Chopping Wood

Splitting axe with curious chickens

Splitting axe with curious chickens

It was a few weeks ago, I guess, that I first began to experience it — feelings of inadequacy as a man.

I was in the kitchen cooking some dainty little dish or other when my pal Ernie stopped by. We hugged and had just began to chat when my wife came out of the back.

“Ernie,” she said, “Can I ask you a couple things?”

She proceeded to lead him around the house. While I fluffed eggs and stirred sauces, Ernie answered miscellaneous manly questions about plumbing, cabinetry and general carpentry. I was relieved they didn’t talk about football or boxing. Leslie never asked me about plumbing, cabinetry and general carpentry. Sure, I was always feeding half the canyon, but…

Did I need to man up?

I have friends who are cowboys, fishermen, carpenters, lumber men. And what do I do all day? Make dainty dishes, paint pictures of flowers, and write poetry. A few days later, I was out in back tending to the chickens, when I noticed a mountain of seasoned oak logs that had been sitting in place collecting leaves for the past two years. I knew immediately what I needed to do.

“Give me the biggest, heaviest axe you’ve got,” I said to the customer service associate at Home Depot. I got home and proudly announced my new purchase to my woman.

“But babe,” she said, “My dad just bought us an axe recently.”

Aha! As if I needed it, here it was — humiliating validation. So convinced was my father-in-law of my inadequacy in being able to provide in the basic necessities of life for his daughter that he bought me an axe.

One of my dainty dishes.

One of my dainty dishes

The axe — that perfect symbol of pure, elemental manliness. Fortunately, the axe my father-in-law gifted us was a light version — a couple pounds to my new 8-lb. monster. What kind of dandy did he take me for??

My friend James, who shoots deer, builds fire shelters, drives Mule ATVs around his property and is missing a finger, rents a wood splitter when he’s got extra logs. But I wasn’t going to take the easy way out — I was going to use nothing but sheer brawn. I was going to work the land the way men — men — had for hundreds of thousands of years.

* [RECORD EXTRACTS]:
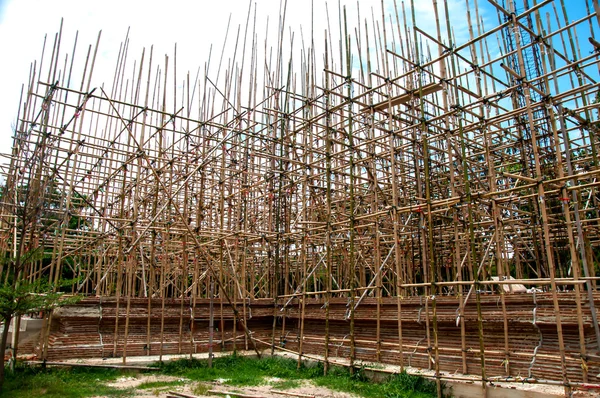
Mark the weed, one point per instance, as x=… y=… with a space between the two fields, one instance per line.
x=158 y=384
x=27 y=381
x=201 y=389
x=285 y=384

* [AIM]: Summarize the chopping wood piece in two sentences.

* [THE ANSWER]: After his wife asked his visiting friend Ernie about plumbing, cabinetry and carpentry while he cooked, the narrator began to feel inadequate as a man. Resolving to split a pile of seasoned oak logs that had sat for two years using sheer brawn, he bought an 8-lb. axe at Home Depot, only to learn that his father-in-law had recently bought them a lighter one.